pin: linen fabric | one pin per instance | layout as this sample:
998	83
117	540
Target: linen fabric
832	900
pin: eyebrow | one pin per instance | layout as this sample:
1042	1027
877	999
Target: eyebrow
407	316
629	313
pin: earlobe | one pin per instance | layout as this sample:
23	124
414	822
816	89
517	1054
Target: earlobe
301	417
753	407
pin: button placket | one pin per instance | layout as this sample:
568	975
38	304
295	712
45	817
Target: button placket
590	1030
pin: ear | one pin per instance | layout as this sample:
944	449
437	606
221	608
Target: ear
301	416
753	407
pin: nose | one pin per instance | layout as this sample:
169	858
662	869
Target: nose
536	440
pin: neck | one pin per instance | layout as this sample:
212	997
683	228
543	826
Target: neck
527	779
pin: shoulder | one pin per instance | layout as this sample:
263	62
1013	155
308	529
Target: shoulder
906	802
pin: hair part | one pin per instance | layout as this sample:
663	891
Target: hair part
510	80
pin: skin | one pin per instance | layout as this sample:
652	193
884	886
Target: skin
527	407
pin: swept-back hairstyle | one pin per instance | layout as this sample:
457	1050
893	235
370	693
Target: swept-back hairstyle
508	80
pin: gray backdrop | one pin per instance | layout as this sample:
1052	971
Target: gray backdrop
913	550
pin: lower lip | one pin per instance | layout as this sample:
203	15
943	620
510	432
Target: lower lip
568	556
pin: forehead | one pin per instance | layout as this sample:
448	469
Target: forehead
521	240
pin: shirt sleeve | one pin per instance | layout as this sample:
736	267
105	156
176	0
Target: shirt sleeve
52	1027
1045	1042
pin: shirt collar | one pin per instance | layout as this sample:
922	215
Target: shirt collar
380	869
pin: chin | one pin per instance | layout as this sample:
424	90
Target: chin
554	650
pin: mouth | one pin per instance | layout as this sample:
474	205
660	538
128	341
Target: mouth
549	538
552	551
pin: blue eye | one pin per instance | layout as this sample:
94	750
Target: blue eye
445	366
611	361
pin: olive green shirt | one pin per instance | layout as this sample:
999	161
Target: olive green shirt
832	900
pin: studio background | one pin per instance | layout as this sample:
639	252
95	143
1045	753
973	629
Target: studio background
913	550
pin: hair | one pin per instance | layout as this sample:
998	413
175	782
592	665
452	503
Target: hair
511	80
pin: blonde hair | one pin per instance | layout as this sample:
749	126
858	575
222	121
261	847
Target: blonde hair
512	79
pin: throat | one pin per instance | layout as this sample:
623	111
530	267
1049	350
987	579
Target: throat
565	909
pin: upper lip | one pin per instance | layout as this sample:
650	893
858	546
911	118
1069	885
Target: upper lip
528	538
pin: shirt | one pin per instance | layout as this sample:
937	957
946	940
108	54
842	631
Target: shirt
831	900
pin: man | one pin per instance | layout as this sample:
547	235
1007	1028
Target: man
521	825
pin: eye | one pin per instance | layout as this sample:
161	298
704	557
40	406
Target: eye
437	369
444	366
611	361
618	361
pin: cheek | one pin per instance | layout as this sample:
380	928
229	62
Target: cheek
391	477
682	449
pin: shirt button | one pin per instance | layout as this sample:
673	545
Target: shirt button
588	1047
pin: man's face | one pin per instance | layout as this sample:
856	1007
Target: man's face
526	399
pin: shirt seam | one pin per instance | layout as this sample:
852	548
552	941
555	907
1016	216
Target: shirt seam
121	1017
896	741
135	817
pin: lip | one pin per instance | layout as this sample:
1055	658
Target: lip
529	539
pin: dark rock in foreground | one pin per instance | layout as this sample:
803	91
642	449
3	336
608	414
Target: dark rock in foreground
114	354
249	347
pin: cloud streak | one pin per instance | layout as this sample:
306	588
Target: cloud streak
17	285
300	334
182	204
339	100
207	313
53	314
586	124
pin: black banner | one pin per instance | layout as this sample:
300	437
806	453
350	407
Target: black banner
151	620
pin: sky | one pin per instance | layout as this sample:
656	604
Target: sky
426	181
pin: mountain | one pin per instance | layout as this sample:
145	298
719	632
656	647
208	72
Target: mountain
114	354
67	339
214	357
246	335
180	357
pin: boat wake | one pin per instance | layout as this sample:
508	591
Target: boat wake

§ **Your goal**: Repeat the records exactly, leaving out none of them.

§ **Task solution**:
pin: linen fabric | one pin per instance | layout as this sample:
998	83
117	540
Target: linen fabric
832	900
pin: eyebrow | one pin per instance | layout as this sample:
1042	1027
877	999
Target: eyebrow
407	316
629	313
pin: earlobe | one pin per instance | layout as this sample:
23	124
414	822
816	89
517	1054
Target: earlobe
301	417
753	407
pin: button placket | one pin per instance | layout as this sample:
568	975
38	304
295	712
45	817
Target: button placket
590	1030
pin: ear | one pin per instance | layout as this sample:
944	449
437	606
221	608
Target: ear
301	416
753	407
pin: nose | one pin per instance | layout as this sample:
169	858
662	869
Target: nose
536	440
pin: neck | one pin per instance | layout as this sample:
212	997
683	228
543	826
Target: neck
527	779
pin: shoulder | one pin per instance | layout as this sample:
263	62
1013	155
308	529
Target: shoulder
906	802
pin: hair part | one pin per instance | layout as this sample:
663	891
Target: hair part
510	80
pin: skin | one pin per instance | layout as this sample:
652	193
884	886
Target: skin
527	407
pin: swept-back hairstyle | one pin per instance | layout as this sample:
457	1050
893	235
370	693
Target: swept-back hairstyle
508	80
pin: gray backdrop | one pin per instance | layout as this sample:
1052	971
Target: gray backdrop
913	550
pin: lower lip | one pin per instance | layout as this sample:
203	15
943	620
510	432
Target: lower lip
568	556
pin: forehead | one pin per instance | layout as this sample:
448	469
Target: forehead
521	240
pin: shirt sleeve | one pin per instance | layout as this sample:
736	267
105	156
176	0
Target: shirt sleeve
52	1027
1045	1042
pin: shirt collar | one pin per instance | layout as this sample:
922	215
Target: shirt collar
380	869
pin: chin | one pin per instance | layout as this sample:
424	90
Target: chin
554	650
pin: mouth | one pin per instance | layout as this sample:
474	205
660	538
128	341
Target: mouth
549	538
552	551
pin: blue eye | one pin per instance | layout as this sample:
94	750
Target: blue eye
445	366
611	361
pin: olive green shirt | one pin per instance | layout as this sample:
999	161
Target: olive green shirt
832	900
pin: studio background | one pin per instance | layout as this sample:
639	252
95	143
1045	753
973	629
Target: studio background
913	550
pin: hair | one pin per instance | layout as this sample:
998	413
175	782
592	665
452	503
Target: hair
511	80
pin: blonde hair | one pin per instance | layout as this sample:
749	126
858	575
222	121
261	847
Target: blonde hair
512	79
pin: throat | one pin per instance | layout as this sample:
623	111
530	267
1049	350
987	579
Target: throat
565	909
pin: upper lip | one pin per instance | layout as this sample:
650	893
858	546
911	118
1069	885
Target: upper lip
528	538
pin: shirt | one pin per instance | layout as this sample:
937	957
946	940
108	54
842	631
Target: shirt
831	900
pin: man | one pin per instance | layout as this sample:
547	235
1007	1028
Target: man
521	825
pin: eye | one pin per instance | layout as this sample:
161	298
704	557
40	406
Target: eye
437	369
444	366
611	361
618	361
pin: cheek | one pin per instance | layout as this sample:
380	928
229	62
Target: cheek
391	477
682	449
pin: shirt button | one pin per instance | layout as this sample:
673	545
Target: shirt button
588	1047
pin: man's face | one pin per instance | layout as this sample:
856	1007
Target: man's face
526	399
pin: shirt seam | one pin per instance | layout as this sample:
852	548
552	941
555	907
1016	216
Target: shirt seam
121	1017
896	741
135	817
pin: lip | one pin per instance | layout as this sample:
1055	658
Target: lip
529	539
pin: dark rock in foreground | one pin per instance | layout as this sample:
803	91
642	449
3	336
608	414
Target: dark rock in foreground
114	354
249	347
pin: cloud streak | one pin per instance | layout as this sample:
306	588
Target: cloud streak
17	285
300	334
182	204
339	100
207	313
53	314
586	124
pin: black banner | one pin per instance | layout as this sample:
300	437
806	453
350	407
Target: black banner
151	620
pin: sky | one pin per instance | layout as this sample:
656	604
Target: sky
426	181
pin: mountain | one pin per instance | layout as this sample:
145	298
719	632
656	647
208	72
Target: mountain
114	354
67	339
214	357
246	335
180	357
pin: boat wake | one pin per instance | layout as this sample:
508	591
Target: boat wake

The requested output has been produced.